[What is needed]: Quote the full listing word for word.

[Listed entries]:
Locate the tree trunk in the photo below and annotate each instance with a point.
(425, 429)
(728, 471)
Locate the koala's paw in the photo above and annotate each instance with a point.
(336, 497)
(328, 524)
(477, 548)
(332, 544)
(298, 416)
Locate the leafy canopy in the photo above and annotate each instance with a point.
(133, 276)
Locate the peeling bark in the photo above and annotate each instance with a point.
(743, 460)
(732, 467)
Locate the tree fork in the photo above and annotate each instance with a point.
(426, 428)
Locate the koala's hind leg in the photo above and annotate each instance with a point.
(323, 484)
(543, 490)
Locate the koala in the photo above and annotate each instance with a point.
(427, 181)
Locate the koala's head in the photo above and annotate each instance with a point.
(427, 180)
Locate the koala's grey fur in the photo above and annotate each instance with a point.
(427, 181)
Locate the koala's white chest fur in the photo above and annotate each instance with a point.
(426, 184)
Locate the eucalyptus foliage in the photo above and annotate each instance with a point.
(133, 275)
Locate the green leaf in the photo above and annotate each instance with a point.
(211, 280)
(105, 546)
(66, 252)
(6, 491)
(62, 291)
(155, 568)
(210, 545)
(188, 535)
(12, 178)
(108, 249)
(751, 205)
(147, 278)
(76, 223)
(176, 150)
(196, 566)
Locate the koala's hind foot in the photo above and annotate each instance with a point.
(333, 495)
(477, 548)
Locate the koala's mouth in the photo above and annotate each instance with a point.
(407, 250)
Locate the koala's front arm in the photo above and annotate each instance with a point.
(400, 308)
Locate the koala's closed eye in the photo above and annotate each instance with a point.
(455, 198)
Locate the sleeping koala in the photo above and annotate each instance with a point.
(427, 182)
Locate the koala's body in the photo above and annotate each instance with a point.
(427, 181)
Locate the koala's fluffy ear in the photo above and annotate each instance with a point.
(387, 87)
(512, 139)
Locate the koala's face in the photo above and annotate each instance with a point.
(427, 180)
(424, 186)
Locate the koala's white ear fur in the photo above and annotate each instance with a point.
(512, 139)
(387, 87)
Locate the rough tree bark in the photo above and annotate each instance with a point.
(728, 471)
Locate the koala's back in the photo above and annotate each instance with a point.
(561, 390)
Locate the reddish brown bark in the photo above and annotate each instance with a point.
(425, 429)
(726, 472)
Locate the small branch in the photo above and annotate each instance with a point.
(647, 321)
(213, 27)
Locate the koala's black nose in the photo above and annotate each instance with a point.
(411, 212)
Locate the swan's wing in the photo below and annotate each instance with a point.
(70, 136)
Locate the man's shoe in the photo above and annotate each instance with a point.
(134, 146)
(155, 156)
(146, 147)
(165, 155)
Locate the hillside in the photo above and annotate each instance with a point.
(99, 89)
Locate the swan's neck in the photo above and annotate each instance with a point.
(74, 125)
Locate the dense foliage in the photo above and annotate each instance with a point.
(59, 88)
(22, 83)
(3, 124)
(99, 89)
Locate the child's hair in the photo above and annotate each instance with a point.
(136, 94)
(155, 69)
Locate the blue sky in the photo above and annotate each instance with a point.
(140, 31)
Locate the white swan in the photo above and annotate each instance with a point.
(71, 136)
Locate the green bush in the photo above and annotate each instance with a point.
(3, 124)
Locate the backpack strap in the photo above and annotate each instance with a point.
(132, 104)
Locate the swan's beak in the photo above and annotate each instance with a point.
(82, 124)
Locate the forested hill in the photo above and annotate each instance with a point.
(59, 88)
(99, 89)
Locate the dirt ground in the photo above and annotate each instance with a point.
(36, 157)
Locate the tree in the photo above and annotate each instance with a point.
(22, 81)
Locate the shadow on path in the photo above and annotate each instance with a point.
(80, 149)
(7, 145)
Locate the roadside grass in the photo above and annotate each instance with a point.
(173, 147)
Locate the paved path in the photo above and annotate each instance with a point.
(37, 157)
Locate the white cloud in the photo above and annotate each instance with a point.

[Result of the exercise]:
Locate the tree trunk in the photo below and annotate each instance with a point.
(425, 429)
(728, 471)
Locate the koala's paw in the photo above and annotate each instance with a point.
(336, 497)
(328, 524)
(477, 548)
(332, 544)
(298, 416)
Locate the leafy canopy in the photo above and annotate each instance with a point.
(133, 276)
Locate the peeling bark in the photo above and annotate each instance with a point.
(743, 460)
(732, 467)
Locate the tree fork in the photo above and annotate each instance with a point.
(426, 428)
Locate the koala's hind leg in the photo above and annotate each instance with a point.
(323, 484)
(543, 490)
Locate the koala in the photo above and annotate each instance with a point.
(427, 181)
Locate the koala's head in the photo above and annotate each instance with a point.
(427, 180)
Locate the koala's grey fur in the photo above and annotate each instance with a point.
(427, 181)
Locate the koala's white chest fur in the photo above and annotate each instance with a point.
(426, 184)
Locate the eucalyptus foliage in the photo above and annotate each instance with a point.
(133, 275)
Locate the green leaf in the photo above and annotate each instance with a point.
(211, 280)
(105, 546)
(66, 252)
(6, 491)
(62, 291)
(155, 568)
(210, 545)
(188, 535)
(12, 178)
(108, 249)
(751, 205)
(147, 278)
(76, 223)
(176, 150)
(196, 566)
Locate the koala's hind foot in the photo above and annotate each instance with a point.
(333, 495)
(477, 548)
Locate the koala's mouth in the photo above and annotate each instance with a point.
(407, 250)
Locate the koala's front arm in the photo above and annotate each instance with a point.
(400, 308)
Locate the koala's closed eye in the photo above and annotate each instance with a point.
(455, 198)
Locate the sleeping koala in the photo above and annotate each instance with a point.
(427, 182)
Locate the koala's body in the photo above and annotate each instance with a point.
(427, 181)
Locate the koala's fluffy ear in the photo above and annotate each instance with a point.
(387, 87)
(512, 139)
Locate the koala's face in the photo above and annotate each instance with a point.
(427, 180)
(424, 186)
Locate the koala's white ear fur in the photo above and annotate each instance with a point.
(512, 139)
(387, 87)
Locate the rough tree bark in the photo above and annotate each instance with a point.
(728, 471)
Locate the koala's back in the photo above and annotate each instance with a point.
(561, 390)
Locate the reddish brown bark in the photo above and annotate each instance with a point.
(425, 429)
(726, 472)
Locate the small branch in the photo above and annotate each instance with a point.
(647, 321)
(213, 27)
Locate the koala's black nose in the photo above and annotate each instance with a point.
(411, 212)
Locate the swan's wing in the photo below and annotate each instance with a point.
(70, 136)
Locate the man's shoe in the photo above and annotate each instance with a point.
(134, 146)
(155, 156)
(146, 147)
(165, 155)
Locate the hillside in the photo above and annotate each instance with a point.
(99, 89)
Locate the swan's neck in the photo above and annotate each instance with a point.
(74, 125)
Locate the dense foliage in the photo above and annotate each instance with a point.
(59, 88)
(22, 83)
(3, 124)
(99, 89)
Locate the child's hair in the photo above and annotate each instance with a point.
(136, 94)
(155, 69)
Locate the blue sky in the photo above and annotate each instance with a point.
(140, 31)
Locate the white swan in the photo above and annotate each instance with a point.
(71, 136)
Locate the green bush in the photo above and annotate each instance with a point.
(3, 124)
Locate the backpack strap in the photo above and annotate each instance with a point.
(132, 104)
Locate the swan's beak in the photo above and annotate each instance with a point.
(82, 124)
Locate the forested hill in the photo above and annotate each instance with a point.
(59, 88)
(99, 89)
Locate the dirt ground in the photo above and annotate each instance with a point.
(36, 157)
Locate the tree in the photo above and annotate each instance with a point.
(22, 81)
Locate the shadow on path in the photo above and annotate each instance with a point.
(80, 149)
(7, 145)
Locate the roadside grass in the photo above and annotate each instance with a point.
(173, 147)
Locate the paved path in the photo above and annotate each instance with a point.
(37, 157)
Locate the white cloud in the photo above and annotate each instance with a point.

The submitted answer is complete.